Text passage:
Click to See Complete Forum and Search --> : Curiousity killed the Revo


DamNie
08-21-2003, 06:37 AM
You're all going to gasp in horror when you hear this (well, I'm not sure), but I think due to my impatient nature, I've damaged the battery circuit on my Revo.

Blah blah, usual 85% battery problems. Did the full drain thing, then hard reset, charge for 6 hours off the mains switched off, then tried it. Switches off again after 85% or so charge (esp. in Cascade with the sound on). Being too short on time for the whole 20/40/60/80% discharge thing (and not then knowing about the freezer trick), I bought correctly rated AAA NiMH batteries and got an electrical engineer friend to solder the wires onto the new batteries.

It worked for a few hours, then disaster.

Now it only *sometimes* comes on, and when it does, it usually switches off if moved, and the DC power plug only works if you apply pressure downward on the plug! This has led me to believe that either the little circuit board has become damaged, his soldering was crap, both, or the Revo was doomed from the moment I bought it.

Basically, I've had enough. They're great machines in their own right, but unless someone here can offer to help me with this problem, I'm just going to sell it as is (and probably lose a few hundred bucks in the process). If I had £100-odd to burn, I'd send it to POS, but considering it onlly cost me the equivelant of £60 in the first place, I don't think it's worth the hassle.

I don't know what anyone can suggest, other than they can offer to help properly diagnose and/or fix the problem. Out of sheer frustration, there is a 'for sale' post in comp.sys.psion.misc - but there may be hope if someone can offer help before I go to the stationary shop and spend 5 bucks on a diary instead.

:confused: :confused: :confused:

chloroform.dan
09-02-2003, 06:09 PM
I basically did the same thing, 'cept I did all the soldering myself. Bought a couple NiMH triple A's off the net, pulled my baby apart and soldered those mothers in. It started all acting up and turning itself off whenever I touched the damn thing. So what, you ask, did I do?

Well, I did the freezer dealy to the old mothers. Popped em into a lil tupperware container, gave em 10 minutes of freezage, and pulled em out again. Opened that darn lil revo back up, removed the (what I thought) screwed up new batts and placed the old ones back in.

Now, no problems whatsoever (it hasn't reset itself in over a week and a half (this is when I switched the batteries back)). I do have a weird charging problem where it fast charges up to about 95% before trickling, but besides that it works fine.

Entries drawn from a collection:

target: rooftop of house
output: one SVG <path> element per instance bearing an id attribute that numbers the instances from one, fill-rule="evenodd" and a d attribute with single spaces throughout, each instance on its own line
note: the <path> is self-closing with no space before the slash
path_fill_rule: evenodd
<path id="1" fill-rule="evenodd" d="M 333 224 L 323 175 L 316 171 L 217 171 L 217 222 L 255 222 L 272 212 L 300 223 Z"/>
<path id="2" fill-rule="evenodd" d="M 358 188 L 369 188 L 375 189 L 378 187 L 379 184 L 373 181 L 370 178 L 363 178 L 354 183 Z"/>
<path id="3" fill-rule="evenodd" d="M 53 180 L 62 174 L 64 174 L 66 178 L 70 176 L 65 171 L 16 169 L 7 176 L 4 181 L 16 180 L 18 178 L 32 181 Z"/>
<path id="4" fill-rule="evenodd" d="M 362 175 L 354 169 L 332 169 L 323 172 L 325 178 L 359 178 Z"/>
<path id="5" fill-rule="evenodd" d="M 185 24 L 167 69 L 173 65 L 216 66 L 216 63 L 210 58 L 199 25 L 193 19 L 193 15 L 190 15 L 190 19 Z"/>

Exercise objective: Can you revise the forum thread from "chloroform.dan" to "ask, did I do?", replacing "soldering" with "wiring"?

Response area:
chloroform.dan
09-02-2003, 06:09 PM
I basically did the same thing, 'cept I did all the wiring myself. Bought a couple NiMH triple A's off the net, pulled my baby apart and soldered those mothers in. It started all acting up and turning itself off whenever I touched the damn thing. So what, you ask, did I do?